福岡市・天神の警固公園。 夜になると集まってくるのは、家庭や学校に居場所をなくした子どもや若者たち。

新宿・歌舞伎町の“トー横界隈”になぞらえ、“警固界隈”と呼ばれる。

「オーバードーズ」や「売春」など危うさが漂う夜の公園に、何を求めてやってくるのか―。そして、その先にあるのは―。

20代のディレクターが、少年少女が抱える“孤独”“生きづらさ”に耳を傾けた、約1年間のルポルタージュ。

一瞬の幸せ 警固界隈の孤独

ディレクターが公園に足を運ぶたびに見かけた、16歳のナギサ(仮)。徐々に話をするようになると、学校や家に居場所はないと語った。

小学校時代にいじめを受け、公園に来てからは親とも連絡を絶ったという。「一瞬の幸せを求めて」たどり着いたのが、似たもの同士が集う夜の警固公園だった。
一瞬の幸せ 警固界隈の孤独
“警固界隈”の輪の中心にいた16歳のユースケ(仮)。高校退学を機に、親から家を出るよう迫られたという。

終電が近づくと自宅に帰る子どもたちがいるなか、彼は公園の人工芝の上で一夜を明かした。

取材を続けるなか、9か月ぶりに夜の公園でユースケに再会した。充実した表情で口にしたのは仕事のやりがい。

塗装の仕事を始めたという。しかしわずか2週間後、彼の姿を公園で頻繁に見かけるようになった。そのワケは―。
一瞬の幸せ 警固界隈の孤独
支援グループが警固公園で行ったアンケートによれば、3人に1人はオーバードーズや自傷行為を経験。2人に1人が「死にたい」と思ったことがあると答えている。

心に傷を抱えた子どもたちの、医療現場に足を運んだ。この病院に入院する16歳のアヤカ(仮)。両親のケンカを見るのがつらく、オーバードーズや自傷行為で現実逃避していたという。

患者同士がつらい経験などを語り合う場で、「もっと母に頼りたい」そうアヤカは語った。数日後、退院に向け母親との面談を控えていた。言えなかった思いを伝えられるのか―。

警固公園には、“界隈”に寄り添おうとする大人たちの姿も―。「転んでは立ち上がる、そのときに背中を押せたら」友だちのような、母親のような優しさ。
一瞬の幸せ 警固界隈の孤独
夜の公園をさまよう若者たちが探し続けていた“寄る辺”のように見えた。

「一瞬の幸せを求めて」夜の公園に集う“警固界隈”。しかしそこにあるのは、かりそめの幸せ。

彼らの孤独と、どう向き合うべきなのだろうか。

◆ 提供資料 ◆
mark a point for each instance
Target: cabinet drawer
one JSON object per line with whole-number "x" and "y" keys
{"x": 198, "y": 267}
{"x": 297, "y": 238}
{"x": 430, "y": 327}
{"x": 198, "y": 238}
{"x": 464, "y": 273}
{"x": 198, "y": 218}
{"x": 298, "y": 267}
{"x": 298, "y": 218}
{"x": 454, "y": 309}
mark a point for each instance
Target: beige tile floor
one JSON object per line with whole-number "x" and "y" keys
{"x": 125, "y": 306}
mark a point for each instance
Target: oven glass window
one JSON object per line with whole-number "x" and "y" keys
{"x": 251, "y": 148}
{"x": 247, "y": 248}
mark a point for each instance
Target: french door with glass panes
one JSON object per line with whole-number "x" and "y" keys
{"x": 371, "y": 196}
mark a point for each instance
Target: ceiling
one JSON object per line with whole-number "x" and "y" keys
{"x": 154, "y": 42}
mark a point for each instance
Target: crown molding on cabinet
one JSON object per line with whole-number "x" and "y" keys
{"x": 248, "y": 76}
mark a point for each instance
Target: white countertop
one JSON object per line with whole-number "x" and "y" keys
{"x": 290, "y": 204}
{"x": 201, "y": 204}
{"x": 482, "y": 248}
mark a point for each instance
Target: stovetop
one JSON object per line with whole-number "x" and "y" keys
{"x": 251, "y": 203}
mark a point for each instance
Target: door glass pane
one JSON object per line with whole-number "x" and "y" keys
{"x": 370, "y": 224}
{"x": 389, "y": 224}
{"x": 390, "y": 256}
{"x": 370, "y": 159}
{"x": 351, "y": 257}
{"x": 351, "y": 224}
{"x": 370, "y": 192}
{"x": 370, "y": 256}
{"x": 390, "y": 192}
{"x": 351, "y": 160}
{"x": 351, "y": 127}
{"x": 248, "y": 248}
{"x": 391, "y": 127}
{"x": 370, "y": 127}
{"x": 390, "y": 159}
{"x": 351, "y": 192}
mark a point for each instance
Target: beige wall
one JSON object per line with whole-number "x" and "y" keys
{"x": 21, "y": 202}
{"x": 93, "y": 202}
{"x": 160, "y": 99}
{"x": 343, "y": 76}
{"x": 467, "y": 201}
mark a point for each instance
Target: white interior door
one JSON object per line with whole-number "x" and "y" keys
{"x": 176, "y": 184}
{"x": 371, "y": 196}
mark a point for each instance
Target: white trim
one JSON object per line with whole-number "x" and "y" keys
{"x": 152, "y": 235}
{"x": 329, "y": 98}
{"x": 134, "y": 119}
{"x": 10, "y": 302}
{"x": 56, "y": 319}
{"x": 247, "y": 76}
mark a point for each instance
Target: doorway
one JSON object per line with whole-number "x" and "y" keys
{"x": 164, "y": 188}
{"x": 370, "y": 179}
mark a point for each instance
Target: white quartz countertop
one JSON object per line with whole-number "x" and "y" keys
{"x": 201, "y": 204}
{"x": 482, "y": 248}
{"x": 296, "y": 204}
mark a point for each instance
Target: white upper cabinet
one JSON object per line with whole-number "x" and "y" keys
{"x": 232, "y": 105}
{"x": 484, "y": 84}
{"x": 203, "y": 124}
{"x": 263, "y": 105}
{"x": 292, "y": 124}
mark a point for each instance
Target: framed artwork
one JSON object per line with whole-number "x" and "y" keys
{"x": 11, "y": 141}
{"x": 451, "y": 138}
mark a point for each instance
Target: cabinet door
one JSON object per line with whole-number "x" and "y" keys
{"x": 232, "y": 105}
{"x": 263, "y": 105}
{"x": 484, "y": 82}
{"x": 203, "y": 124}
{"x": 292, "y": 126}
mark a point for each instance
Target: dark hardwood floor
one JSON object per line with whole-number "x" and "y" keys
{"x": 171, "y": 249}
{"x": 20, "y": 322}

◆ 課題 ◆
警固公園に集まる若者を扱った本文抜粋を、2文で要約してください。 記録は本文とは別の出典から取られています。

◆ 回答 ◆
福岡市・天神の警固公園には、家庭や学校に居場所をなくした子どもや若者が夜に集まり、“警固界隈”と呼ばれている。20代のディレクターが約1年間、彼らの“孤独”や“生きづらさ”に耳を傾けたルポルタージュで、16歳のナギサやユースケ、入院中のアヤカの姿と、彼らに寄り添おうとする大人たちを取り上げている。